··· Document segment ···

Dublin Senator and Fine Gael candidate for Dublin West, Catherine Noone, has welcomed the announcement by the Minister for Health that he intends to publicly fund fertility treatment, in conjunction with planned legislation.
“This is a very positive step and something that I have been campaigning for for some time.
“According to leading experts, one in six Irish couples experience infertility, and at least half of them will need IVF. However currently, Ireland is one of only three countries in the EU where fertility treatments, such as IUI or IVF, are not funded by the state. The World Health Organisation recognises infertility as a disease and yet it is the only medical condition that isn’t covered under our public health system. Even plastic surgery is on the public system here.
“I campaigned to change this as I felt it was very unfair as many Irish couples cannot afford the €4,000 to €6,000 fee per cycle of IVF treatment. This discriminated against lower income couples with fertility problems, who wish to start a family, but are not in a financial position to afford IVF treatment.
“I am delighted that Minister for Health Leo Varadkar has now announced his intention to provide public funding for assisted human reproductive treatment in conjunction with the planned introduction of legislation in this area. It’s very important that the provision of public funding be accompanied by a robust system of legal governance.
“The Department of Health is now commissioning an evidence review of international public funding models in this area.
“Fine Gael has a long term economic plan to keep the keep the recovery going, which will allow us to plan for these kinds of investments in important health services. The plan has three steps: more and better jobs, making work pay more than welfare, and investment in better public services, which will only be possible as a result of the increased revenue generated by creating more jobs. This plan will ensure that more people feel the benefits of a recovering economy in their own lives.”

···

Exercise requirements:
• a. For each statement below, say whether it agrees with the statement on public funding for fertility treatment. Answer yes or no and quote the words of the text that decide it. (i) Ireland is one of only three EU countries where the state does not fund fertility treatments. (ii) Plastic surgery is not covered by the public system in Ireland. (iii) The Department of Health has already completed its evidence review of international public funding models.
• b. From the statement on public funding for fertility treatment, extract the stretch from "Dublin Senator and" through "for some time.".
None of the data is needed for the work here.

··· Given data ···

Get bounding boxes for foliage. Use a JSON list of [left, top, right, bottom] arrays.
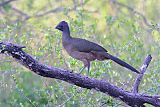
[[0, 0, 160, 107]]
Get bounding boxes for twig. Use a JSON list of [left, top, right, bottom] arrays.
[[0, 42, 160, 107], [0, 0, 17, 7], [110, 0, 160, 31], [133, 55, 152, 94]]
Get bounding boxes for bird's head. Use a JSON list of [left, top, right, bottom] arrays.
[[55, 21, 68, 32]]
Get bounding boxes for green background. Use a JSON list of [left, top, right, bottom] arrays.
[[0, 0, 160, 107]]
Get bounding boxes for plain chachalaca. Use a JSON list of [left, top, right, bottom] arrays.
[[56, 21, 139, 73]]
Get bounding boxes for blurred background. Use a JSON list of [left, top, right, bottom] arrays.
[[0, 0, 160, 107]]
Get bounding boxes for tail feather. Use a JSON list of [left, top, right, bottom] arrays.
[[105, 53, 140, 74]]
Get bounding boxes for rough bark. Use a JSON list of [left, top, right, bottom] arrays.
[[0, 42, 160, 107]]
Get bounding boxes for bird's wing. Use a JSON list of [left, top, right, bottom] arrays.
[[72, 38, 107, 53]]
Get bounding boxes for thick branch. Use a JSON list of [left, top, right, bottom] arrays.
[[0, 43, 160, 107], [133, 55, 152, 94]]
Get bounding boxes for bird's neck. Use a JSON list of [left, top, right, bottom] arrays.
[[62, 27, 72, 42]]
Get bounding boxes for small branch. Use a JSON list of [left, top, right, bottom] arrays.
[[110, 0, 160, 31], [0, 0, 17, 7], [133, 55, 152, 94], [0, 42, 160, 107]]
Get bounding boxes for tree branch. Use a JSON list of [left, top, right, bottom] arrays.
[[0, 0, 16, 7], [110, 0, 160, 31], [0, 42, 160, 107], [133, 55, 152, 94]]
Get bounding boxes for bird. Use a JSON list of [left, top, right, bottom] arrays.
[[55, 21, 140, 74]]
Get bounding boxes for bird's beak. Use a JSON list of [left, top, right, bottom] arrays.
[[55, 26, 59, 29], [55, 25, 62, 31]]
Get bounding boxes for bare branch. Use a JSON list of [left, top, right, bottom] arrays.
[[110, 0, 160, 31], [133, 55, 152, 94], [0, 0, 17, 7], [0, 43, 160, 107]]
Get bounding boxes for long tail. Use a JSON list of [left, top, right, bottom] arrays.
[[105, 53, 140, 74]]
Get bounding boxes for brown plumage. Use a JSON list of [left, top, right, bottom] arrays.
[[56, 21, 139, 73]]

···

Task-by-task results:
• a.
(i) Yes: "Ireland is one of only three countries in the EU where fertility treatments, such as IUI or IVF, are not funded by the state."
(ii) No: "Even plastic surgery is on the public system here."
(iii) No: "The Department of Health is now commissioning an evidence review of international public funding models in this area."

• b.
Dublin Senator and Fine Gael candidate for Dublin West, Catherine Noone, has welcomed the announcement by the Minister for Health that he intends to publicly fund fertility treatment, in conjunction with planned legislation.
“This is a very positive step and something that I have been campaigning for for some time.